Of the entries below, restate word for word only the section that runs from the line with "Query: bare soil" to the line with "Query: green leaf", counting both ends.
--- EXERCISE INPUTS Enclosed Below ---
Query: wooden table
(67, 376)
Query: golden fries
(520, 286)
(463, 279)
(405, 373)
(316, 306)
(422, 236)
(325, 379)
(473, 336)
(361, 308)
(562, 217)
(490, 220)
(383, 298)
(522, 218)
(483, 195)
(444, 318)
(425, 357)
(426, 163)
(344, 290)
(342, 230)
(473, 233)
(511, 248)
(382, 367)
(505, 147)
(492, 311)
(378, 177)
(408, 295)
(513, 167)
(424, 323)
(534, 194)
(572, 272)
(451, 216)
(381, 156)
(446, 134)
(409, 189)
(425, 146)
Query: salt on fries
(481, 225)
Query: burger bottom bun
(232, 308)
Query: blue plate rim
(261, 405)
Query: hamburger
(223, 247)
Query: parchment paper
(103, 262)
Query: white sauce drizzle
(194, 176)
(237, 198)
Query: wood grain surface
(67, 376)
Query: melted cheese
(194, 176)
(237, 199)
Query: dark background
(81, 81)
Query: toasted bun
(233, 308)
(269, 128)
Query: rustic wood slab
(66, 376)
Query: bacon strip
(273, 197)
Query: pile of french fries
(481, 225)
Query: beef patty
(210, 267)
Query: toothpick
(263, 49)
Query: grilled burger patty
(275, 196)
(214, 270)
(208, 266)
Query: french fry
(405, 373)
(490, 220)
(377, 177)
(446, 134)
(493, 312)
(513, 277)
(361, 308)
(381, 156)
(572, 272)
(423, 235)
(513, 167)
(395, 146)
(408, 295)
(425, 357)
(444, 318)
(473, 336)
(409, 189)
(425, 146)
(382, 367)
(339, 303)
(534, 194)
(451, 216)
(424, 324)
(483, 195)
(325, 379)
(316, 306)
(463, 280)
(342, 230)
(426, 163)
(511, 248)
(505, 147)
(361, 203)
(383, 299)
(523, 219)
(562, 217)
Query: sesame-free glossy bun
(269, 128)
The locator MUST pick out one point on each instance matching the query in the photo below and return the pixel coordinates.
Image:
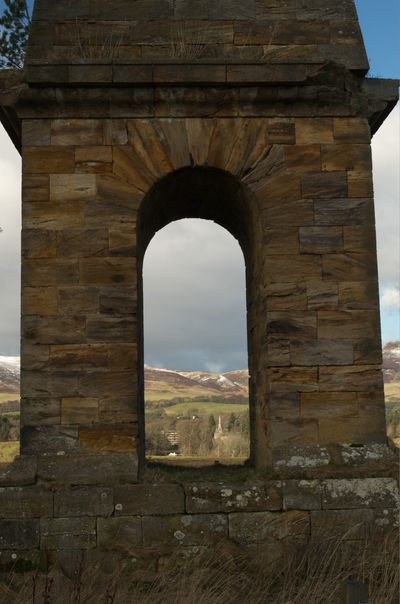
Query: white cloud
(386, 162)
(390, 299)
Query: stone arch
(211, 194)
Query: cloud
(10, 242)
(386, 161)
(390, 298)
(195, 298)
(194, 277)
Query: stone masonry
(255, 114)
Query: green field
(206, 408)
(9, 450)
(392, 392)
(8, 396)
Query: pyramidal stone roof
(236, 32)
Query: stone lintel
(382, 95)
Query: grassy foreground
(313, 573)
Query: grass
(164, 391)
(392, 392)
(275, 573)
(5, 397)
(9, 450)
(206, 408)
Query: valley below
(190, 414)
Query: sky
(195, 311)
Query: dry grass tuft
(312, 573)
--- End of Enclosed EXERCISE INPUTS ---
--- EXERCISE INPUTS Enclosed Below ---
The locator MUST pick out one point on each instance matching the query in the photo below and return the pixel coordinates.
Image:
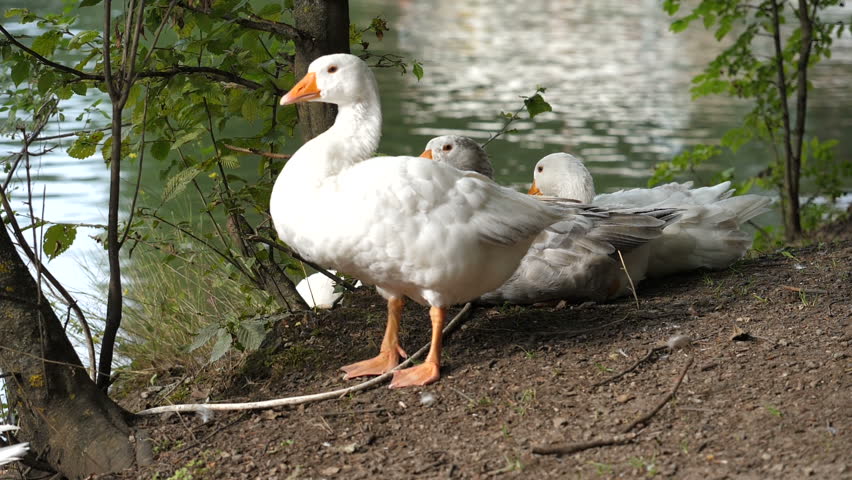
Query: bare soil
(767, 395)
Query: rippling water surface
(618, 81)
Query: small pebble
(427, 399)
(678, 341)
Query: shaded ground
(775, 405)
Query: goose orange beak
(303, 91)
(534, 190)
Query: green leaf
--- End of Enclosed EXERCISE INPUTS ---
ANSWER TO THE PROBLEM
Query: bare soil
(767, 395)
Query: rippling water surface
(618, 81)
Query: small pebble
(427, 399)
(678, 341)
Query: shaded ground
(775, 405)
Query: goose orange beak
(303, 91)
(534, 190)
Query: green leaf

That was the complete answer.